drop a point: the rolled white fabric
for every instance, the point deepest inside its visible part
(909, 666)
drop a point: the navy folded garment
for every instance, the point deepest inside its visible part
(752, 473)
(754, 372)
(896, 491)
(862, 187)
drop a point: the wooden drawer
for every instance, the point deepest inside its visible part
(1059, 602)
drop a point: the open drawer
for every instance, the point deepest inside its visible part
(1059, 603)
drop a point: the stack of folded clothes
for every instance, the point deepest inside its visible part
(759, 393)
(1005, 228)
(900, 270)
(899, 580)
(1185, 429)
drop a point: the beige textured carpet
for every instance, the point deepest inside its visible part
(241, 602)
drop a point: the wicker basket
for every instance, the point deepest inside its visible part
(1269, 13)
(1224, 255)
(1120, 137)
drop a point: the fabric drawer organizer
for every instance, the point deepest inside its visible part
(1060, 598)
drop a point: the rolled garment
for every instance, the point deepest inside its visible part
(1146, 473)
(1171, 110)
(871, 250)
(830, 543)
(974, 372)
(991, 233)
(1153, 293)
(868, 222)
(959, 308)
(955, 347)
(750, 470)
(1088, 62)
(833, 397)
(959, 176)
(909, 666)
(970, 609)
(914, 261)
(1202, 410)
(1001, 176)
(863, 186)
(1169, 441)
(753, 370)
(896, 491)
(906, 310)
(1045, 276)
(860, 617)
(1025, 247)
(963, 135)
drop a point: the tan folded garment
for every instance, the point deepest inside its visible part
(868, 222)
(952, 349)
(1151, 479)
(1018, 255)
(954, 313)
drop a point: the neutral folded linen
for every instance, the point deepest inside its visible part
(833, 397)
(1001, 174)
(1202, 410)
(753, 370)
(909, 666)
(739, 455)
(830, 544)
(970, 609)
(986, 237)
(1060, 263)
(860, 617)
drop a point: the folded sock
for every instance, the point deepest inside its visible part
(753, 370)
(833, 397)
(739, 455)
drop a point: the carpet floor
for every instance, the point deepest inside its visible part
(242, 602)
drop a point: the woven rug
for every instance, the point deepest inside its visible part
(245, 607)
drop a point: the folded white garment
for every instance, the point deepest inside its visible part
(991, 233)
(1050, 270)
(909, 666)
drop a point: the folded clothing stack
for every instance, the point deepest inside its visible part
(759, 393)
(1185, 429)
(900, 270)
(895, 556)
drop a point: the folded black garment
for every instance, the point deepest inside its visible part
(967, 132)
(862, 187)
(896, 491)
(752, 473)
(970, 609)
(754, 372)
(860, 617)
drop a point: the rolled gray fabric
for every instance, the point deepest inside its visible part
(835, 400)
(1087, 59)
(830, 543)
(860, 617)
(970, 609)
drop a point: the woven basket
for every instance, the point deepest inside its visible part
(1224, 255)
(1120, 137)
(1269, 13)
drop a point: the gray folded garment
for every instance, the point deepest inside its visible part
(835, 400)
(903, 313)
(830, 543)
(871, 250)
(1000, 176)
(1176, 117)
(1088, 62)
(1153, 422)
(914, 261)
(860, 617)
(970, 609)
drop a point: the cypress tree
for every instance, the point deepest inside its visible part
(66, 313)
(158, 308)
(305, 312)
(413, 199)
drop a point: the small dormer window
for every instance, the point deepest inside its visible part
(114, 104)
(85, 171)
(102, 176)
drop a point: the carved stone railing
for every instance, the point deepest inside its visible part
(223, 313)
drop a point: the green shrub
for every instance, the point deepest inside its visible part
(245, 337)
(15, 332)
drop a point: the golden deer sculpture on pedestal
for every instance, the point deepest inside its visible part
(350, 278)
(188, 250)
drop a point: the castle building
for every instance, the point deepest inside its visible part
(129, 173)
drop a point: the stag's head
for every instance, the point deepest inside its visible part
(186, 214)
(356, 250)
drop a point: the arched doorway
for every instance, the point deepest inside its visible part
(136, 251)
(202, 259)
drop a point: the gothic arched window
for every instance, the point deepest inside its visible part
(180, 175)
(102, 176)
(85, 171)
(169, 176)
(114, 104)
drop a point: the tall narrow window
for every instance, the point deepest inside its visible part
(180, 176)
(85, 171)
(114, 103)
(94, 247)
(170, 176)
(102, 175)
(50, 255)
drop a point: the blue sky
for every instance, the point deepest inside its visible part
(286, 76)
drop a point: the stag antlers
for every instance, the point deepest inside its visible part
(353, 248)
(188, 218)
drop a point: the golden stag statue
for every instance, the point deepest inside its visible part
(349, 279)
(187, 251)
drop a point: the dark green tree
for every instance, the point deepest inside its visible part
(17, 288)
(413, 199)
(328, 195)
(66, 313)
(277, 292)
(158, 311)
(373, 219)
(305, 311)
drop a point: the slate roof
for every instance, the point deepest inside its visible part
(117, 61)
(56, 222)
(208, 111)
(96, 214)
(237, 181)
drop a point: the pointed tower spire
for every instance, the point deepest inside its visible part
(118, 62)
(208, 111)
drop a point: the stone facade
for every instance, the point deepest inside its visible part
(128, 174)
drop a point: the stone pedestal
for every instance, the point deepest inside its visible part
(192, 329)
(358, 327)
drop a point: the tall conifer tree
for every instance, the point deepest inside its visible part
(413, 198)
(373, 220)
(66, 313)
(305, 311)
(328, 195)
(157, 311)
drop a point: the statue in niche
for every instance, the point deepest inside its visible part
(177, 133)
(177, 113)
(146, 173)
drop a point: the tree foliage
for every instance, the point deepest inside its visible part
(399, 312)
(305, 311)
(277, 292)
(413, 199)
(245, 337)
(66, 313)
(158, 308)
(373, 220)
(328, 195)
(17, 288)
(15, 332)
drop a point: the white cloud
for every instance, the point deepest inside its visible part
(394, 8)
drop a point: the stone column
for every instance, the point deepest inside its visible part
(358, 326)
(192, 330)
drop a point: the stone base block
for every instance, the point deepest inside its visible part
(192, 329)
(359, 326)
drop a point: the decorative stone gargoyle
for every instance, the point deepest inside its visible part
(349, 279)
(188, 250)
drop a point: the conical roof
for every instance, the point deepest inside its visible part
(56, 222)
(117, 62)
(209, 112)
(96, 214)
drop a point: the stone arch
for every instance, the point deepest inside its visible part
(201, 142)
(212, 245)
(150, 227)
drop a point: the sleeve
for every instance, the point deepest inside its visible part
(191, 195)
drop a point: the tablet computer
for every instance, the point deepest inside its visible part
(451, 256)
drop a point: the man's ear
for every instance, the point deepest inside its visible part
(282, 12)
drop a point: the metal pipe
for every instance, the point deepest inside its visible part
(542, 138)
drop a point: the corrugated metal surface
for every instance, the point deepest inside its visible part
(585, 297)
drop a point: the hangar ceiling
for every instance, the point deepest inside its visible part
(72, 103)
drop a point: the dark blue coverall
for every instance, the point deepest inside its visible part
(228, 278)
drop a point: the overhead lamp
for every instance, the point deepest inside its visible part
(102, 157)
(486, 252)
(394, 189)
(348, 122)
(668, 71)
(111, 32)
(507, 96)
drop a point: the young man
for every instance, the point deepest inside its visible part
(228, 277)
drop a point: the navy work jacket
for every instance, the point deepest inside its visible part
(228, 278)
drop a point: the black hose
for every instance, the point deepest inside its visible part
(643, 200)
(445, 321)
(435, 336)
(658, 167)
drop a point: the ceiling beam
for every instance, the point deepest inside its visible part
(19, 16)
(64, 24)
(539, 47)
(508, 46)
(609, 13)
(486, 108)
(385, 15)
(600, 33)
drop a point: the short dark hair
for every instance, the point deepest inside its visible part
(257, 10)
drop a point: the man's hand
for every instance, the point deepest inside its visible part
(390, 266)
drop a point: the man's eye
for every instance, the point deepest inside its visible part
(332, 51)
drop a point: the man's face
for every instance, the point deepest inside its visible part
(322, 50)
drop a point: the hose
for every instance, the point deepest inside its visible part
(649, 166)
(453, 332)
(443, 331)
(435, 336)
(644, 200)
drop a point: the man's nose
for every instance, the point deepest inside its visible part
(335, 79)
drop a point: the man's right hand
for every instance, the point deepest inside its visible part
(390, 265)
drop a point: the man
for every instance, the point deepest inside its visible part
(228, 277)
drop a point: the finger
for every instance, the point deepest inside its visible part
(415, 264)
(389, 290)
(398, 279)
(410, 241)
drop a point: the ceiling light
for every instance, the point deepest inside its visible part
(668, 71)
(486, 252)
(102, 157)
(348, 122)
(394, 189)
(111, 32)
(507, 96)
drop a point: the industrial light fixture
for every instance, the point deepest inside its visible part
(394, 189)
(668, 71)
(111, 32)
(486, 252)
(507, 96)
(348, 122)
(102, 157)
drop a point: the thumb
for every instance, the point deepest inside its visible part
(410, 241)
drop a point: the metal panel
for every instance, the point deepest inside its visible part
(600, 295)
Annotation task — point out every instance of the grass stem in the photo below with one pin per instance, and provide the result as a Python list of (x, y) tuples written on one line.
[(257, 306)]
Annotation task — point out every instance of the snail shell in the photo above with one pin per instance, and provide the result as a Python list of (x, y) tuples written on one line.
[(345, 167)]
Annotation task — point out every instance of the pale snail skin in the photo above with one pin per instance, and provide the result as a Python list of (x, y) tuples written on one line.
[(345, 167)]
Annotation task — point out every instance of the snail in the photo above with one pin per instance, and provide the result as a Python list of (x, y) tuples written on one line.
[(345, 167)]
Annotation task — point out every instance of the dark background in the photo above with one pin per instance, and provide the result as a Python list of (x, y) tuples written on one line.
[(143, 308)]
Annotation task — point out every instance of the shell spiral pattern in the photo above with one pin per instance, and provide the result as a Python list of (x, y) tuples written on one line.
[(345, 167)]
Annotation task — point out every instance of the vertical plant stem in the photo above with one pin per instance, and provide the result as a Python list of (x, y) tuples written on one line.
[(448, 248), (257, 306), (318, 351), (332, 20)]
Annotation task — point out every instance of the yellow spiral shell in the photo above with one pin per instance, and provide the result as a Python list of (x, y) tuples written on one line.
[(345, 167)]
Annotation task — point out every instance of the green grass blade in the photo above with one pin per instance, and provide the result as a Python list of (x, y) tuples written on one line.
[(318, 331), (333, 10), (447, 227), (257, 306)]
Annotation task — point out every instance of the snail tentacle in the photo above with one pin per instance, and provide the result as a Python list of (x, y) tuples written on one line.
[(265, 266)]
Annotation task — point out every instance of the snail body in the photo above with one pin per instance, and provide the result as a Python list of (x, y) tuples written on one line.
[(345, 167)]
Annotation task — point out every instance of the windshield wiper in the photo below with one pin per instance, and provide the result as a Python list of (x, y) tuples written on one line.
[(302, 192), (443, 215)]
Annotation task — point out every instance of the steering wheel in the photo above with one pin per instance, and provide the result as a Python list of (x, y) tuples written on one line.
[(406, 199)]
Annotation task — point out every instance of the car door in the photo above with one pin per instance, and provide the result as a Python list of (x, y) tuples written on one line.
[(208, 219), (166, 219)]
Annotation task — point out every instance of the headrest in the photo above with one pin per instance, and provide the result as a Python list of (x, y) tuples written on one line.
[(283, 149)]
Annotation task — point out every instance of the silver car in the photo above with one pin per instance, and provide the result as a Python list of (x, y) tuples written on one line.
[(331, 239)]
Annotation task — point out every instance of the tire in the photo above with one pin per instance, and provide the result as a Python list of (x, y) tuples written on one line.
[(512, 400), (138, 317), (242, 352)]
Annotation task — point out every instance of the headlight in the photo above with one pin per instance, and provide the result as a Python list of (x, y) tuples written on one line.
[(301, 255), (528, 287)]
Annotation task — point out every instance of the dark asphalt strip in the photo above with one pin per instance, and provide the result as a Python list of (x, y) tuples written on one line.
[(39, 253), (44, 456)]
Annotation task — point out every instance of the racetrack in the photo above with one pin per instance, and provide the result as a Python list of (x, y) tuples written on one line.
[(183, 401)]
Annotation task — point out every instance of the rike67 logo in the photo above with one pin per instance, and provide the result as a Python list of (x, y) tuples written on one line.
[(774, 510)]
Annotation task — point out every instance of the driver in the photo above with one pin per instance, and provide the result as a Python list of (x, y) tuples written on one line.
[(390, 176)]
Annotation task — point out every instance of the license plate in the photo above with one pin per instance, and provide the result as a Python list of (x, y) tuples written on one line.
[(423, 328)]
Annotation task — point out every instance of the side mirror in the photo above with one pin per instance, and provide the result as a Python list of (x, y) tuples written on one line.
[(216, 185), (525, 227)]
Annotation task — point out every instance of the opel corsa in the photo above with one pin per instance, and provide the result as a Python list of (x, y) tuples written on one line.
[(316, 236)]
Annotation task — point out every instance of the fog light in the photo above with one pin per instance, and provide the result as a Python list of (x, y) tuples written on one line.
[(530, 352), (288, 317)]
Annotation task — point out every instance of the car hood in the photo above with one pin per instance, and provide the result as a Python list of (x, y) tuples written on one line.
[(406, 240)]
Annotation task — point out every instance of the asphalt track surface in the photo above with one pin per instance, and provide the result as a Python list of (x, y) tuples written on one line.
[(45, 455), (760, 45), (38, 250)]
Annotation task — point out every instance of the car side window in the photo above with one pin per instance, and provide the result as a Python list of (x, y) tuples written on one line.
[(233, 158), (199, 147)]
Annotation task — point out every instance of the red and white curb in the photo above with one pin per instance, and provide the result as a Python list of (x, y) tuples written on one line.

▶ PROBLEM TO WORK ON
How many lines in the records hold the string "blue"? Reply with the number alone.

▶ RESPONSE TO THIS TASK
2